▶ EXTRAIT DU DOCUMENT:
------------------------------------------------------------------------

Régime d’imposition

Régime d’imposition

Rapport du 119e Congrès des notaires de France - Dernière date de mise à jour le 31 janvier 2023
– Assiette de la TVA. – Généralement, la TVA aura pour assiette le prix de la mutation. Ce qui est toujours le cas lorsque le cédant vend un immeuble neuf quel que soit le régime fiscal de l’acquisition. Il en sera de même pour la vente de terrain non à bâtir, soumise sur option à la TVA. En cas de vente d’un terrain à bâtir (imposable de plein droit) ou d’un immeuble ancien (imposable sur option), la TVA aura pour assiette la marge et non le prix de vente si le bien n’a pas changé de qualification entre l’acquisition et la cession et que l’acquisition n’a pas ouvert droit à déduction. Le régime de la TVA sur marge a fait l’objet de récentes décisions jurisprudentielles émanant tant du Conseil d’État1305 que de la Cour de justice de l’Union européenne1306.
– Taux d’imposition. Le taux normal. – Les opérations immobilières relevant de la TVA, de plein droit ou sur option, sont en principe soumises au taux normal de TVA fixé depuis le 1er janvier 2014 à :
  • 20 % en France continentale1307 ;
  • 10 % en Corse1308 ;
  • 8,5 % en Guadeloupe, Martinique et à La Réunion1309.

------------------------------------------------------------------------

▶ DONNÉES EXTRAITES:
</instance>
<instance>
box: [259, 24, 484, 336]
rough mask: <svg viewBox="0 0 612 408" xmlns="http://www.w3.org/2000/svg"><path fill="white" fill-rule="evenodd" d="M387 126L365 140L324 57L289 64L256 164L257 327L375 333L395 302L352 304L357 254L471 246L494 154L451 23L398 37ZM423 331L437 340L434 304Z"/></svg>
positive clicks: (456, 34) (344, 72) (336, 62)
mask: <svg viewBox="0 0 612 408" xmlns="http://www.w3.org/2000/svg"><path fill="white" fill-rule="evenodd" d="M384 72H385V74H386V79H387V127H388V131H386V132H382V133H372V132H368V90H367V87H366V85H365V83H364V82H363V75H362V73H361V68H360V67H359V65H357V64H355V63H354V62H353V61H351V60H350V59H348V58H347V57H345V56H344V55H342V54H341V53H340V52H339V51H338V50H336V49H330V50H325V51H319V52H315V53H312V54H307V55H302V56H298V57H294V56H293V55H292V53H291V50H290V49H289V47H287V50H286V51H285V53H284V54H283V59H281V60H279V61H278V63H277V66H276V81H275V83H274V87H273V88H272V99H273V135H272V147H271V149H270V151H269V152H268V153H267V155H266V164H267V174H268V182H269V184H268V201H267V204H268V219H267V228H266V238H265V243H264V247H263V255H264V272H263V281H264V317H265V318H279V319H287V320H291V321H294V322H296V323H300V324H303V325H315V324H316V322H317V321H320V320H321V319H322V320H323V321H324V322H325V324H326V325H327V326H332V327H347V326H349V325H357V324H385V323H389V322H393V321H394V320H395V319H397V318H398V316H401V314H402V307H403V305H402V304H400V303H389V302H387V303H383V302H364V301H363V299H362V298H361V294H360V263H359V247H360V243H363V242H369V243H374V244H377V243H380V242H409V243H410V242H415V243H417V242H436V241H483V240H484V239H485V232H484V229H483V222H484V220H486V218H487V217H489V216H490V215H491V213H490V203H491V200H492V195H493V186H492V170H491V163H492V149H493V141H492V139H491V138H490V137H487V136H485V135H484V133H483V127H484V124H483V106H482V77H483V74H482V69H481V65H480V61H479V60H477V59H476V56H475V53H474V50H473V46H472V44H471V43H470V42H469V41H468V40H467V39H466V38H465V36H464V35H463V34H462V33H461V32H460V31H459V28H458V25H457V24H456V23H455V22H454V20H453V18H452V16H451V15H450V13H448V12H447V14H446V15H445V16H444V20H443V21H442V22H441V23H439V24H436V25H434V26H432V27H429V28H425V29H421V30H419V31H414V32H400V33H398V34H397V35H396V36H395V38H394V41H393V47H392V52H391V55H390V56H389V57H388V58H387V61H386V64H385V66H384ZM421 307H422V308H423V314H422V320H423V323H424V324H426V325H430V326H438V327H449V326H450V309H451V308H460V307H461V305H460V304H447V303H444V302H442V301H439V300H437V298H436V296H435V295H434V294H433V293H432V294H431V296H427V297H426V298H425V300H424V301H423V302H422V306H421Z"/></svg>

------------------------------------------------------------------------

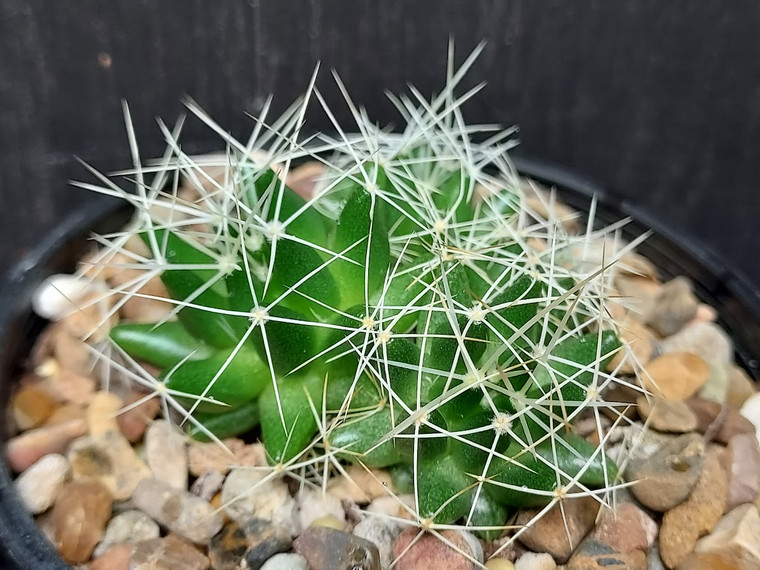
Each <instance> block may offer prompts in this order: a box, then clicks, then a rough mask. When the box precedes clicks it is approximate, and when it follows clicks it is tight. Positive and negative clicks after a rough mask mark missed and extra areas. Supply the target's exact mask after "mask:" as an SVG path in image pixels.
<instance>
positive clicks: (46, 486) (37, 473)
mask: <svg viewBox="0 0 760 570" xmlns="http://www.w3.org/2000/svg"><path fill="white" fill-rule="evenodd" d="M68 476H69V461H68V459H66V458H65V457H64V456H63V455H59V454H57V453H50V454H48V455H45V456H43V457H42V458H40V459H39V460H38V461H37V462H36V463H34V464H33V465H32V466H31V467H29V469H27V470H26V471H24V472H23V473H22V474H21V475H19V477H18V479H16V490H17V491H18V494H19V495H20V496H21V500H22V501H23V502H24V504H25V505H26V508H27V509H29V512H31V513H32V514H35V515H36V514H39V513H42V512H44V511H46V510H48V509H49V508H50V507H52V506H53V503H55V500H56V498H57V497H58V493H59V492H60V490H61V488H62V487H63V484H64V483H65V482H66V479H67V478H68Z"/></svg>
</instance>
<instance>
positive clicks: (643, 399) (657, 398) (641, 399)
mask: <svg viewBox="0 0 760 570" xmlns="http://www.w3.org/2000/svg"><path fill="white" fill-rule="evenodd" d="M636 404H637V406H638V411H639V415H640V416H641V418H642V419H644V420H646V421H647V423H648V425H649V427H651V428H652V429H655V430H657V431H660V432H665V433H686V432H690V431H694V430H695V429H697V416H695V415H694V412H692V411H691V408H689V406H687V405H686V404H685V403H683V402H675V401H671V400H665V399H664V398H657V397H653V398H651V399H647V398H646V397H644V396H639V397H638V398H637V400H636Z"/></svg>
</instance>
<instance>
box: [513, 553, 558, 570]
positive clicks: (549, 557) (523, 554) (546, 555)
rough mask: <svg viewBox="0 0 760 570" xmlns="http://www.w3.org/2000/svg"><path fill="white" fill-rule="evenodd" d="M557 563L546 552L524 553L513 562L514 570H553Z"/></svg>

------------------------------------------------------------------------

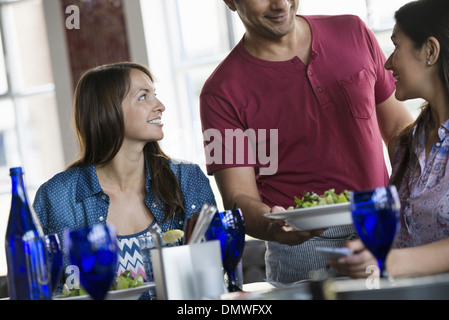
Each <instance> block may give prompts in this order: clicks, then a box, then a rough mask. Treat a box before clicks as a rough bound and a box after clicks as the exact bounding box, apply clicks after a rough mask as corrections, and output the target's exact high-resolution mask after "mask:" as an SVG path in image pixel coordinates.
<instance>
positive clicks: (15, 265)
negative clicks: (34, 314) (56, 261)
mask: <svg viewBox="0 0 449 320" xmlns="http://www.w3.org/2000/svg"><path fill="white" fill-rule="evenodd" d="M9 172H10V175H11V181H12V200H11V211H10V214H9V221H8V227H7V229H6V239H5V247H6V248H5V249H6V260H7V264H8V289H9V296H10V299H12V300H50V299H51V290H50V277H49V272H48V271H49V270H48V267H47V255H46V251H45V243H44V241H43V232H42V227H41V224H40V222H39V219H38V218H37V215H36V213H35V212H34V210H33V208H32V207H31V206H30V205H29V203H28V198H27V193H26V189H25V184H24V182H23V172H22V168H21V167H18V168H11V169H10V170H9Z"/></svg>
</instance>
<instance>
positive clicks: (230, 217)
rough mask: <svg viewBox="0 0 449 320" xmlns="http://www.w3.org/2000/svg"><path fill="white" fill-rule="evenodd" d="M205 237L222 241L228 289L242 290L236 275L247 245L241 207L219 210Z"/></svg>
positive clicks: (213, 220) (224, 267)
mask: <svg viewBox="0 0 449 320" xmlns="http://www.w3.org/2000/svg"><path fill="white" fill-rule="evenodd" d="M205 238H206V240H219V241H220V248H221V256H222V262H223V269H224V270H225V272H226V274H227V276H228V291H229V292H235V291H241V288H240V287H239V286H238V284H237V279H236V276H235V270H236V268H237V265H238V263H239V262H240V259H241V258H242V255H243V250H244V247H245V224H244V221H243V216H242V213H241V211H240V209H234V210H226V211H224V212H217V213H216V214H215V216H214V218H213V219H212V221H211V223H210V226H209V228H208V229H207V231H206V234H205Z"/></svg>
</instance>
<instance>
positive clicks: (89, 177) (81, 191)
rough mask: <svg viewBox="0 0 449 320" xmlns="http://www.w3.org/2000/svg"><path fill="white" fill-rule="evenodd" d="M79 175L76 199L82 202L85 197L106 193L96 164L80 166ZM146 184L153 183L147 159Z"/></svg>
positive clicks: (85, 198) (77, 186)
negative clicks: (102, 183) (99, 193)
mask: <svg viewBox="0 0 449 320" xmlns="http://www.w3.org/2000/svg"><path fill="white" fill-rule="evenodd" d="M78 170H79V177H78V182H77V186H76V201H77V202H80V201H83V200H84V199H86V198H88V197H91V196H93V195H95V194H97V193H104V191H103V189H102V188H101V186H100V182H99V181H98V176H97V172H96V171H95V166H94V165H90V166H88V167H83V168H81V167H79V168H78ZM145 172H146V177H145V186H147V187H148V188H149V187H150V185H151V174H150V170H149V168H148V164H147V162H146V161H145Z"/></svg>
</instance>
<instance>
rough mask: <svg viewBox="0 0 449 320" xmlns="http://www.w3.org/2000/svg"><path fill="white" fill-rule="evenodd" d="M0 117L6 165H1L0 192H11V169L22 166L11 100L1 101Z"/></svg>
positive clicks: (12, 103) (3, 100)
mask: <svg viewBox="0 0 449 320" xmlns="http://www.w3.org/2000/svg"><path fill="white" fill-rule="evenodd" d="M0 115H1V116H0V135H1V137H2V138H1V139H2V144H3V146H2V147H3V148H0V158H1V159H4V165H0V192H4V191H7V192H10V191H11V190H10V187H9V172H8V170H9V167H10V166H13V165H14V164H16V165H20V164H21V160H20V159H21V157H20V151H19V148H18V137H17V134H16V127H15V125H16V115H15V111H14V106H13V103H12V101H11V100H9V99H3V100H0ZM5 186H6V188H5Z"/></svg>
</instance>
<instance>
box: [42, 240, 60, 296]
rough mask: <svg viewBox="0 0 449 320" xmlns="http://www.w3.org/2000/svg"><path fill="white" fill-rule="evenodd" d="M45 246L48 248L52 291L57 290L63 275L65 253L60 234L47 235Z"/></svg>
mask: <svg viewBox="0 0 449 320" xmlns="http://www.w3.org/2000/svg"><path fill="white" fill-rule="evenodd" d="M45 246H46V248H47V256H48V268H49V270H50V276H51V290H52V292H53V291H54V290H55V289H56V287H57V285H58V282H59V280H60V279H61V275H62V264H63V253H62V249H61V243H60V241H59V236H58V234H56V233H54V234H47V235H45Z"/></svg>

------------------------------------------------------------------------

▶ ÉNONCÉ DE L'EXERCICE: Recopiez l'intégralité de l'extrait sur le régime d'imposition, sans y apporter la moindre modification. Les entrées forment un matériau distinct, indépendant de l'extrait sur le régime d'imposition.

▶ RÉPONSE:
Régime d’imposition

Régime d’imposition

Rapport du 119e Congrès des notaires de France - Dernière date de mise à jour le 31 janvier 2023
– Assiette de la TVA. – Généralement, la TVA aura pour assiette le prix de la mutation. Ce qui est toujours le cas lorsque le cédant vend un immeuble neuf quel que soit le régime fiscal de l’acquisition. Il en sera de même pour la vente de terrain non à bâtir, soumise sur option à la TVA. En cas de vente d’un terrain à bâtir (imposable de plein droit) ou d’un immeuble ancien (imposable sur option), la TVA aura pour assiette la marge et non le prix de vente si le bien n’a pas changé de qualification entre l’acquisition et la cession et que l’acquisition n’a pas ouvert droit à déduction. Le régime de la TVA sur marge a fait l’objet de récentes décisions jurisprudentielles émanant tant du Conseil d’État1305 que de la Cour de justice de l’Union européenne1306.
– Taux d’imposition. Le taux normal. – Les opérations immobilières relevant de la TVA, de plein droit ou sur option, sont en principe soumises au taux normal de TVA fixé depuis le 1er janvier 2014 à :
  • 20 % en France continentale1307 ;
  • 10 % en Corse1308 ;
  • 8,5 % en Guadeloupe, Martinique et à La Réunion1309.